═════ Record set

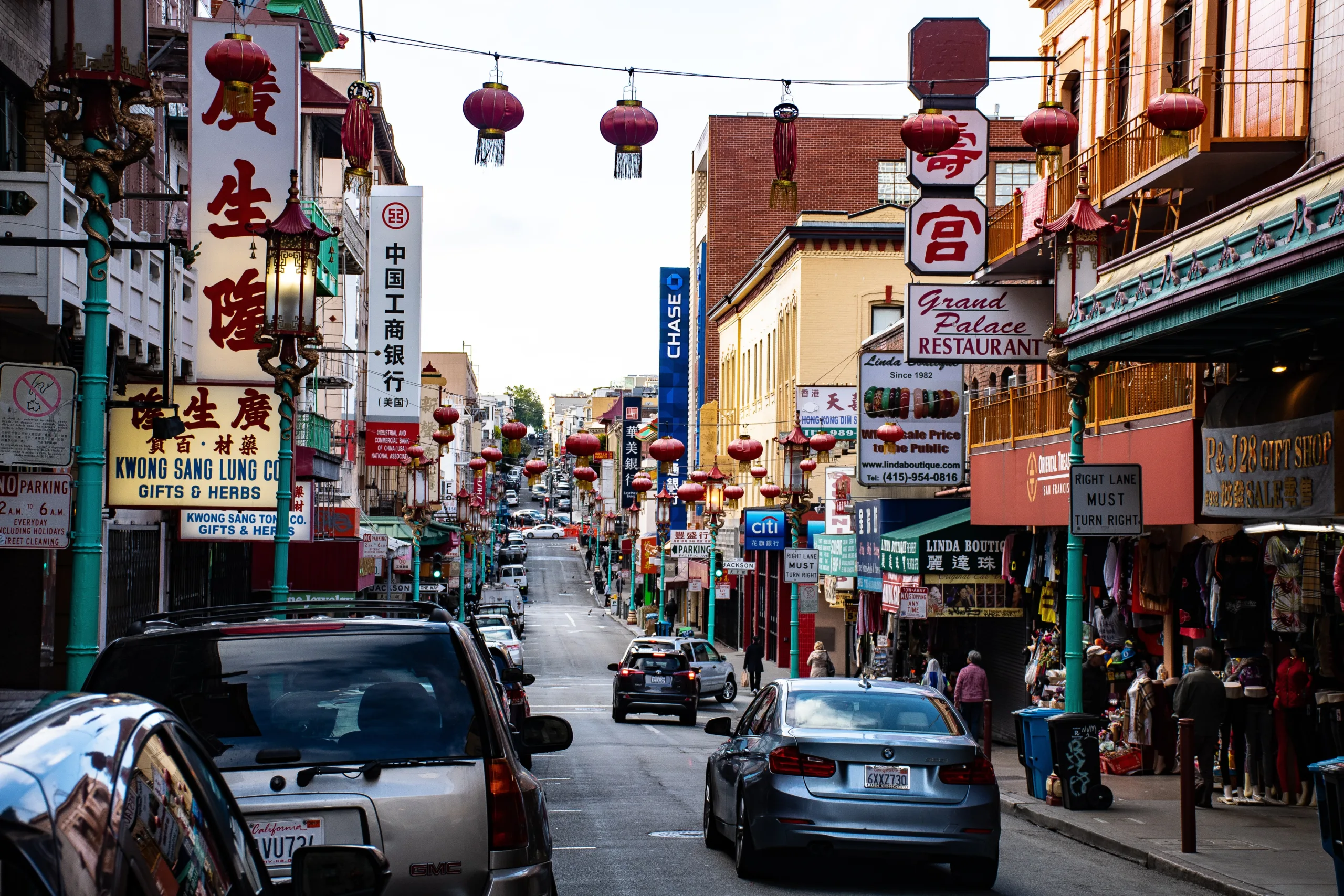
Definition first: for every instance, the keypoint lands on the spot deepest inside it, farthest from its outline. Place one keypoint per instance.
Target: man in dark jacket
(1201, 696)
(1096, 687)
(753, 662)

══════════

# What is required
This exercise calls for a verbatim output of the entries, pictures omitted.

# Task output
Definition first: for every instance, the keypoint lands on the spot deepest inside it, farthest from its outline. Place one keypoint per instance.
Target: man in dark jacket
(1201, 696)
(1096, 687)
(753, 662)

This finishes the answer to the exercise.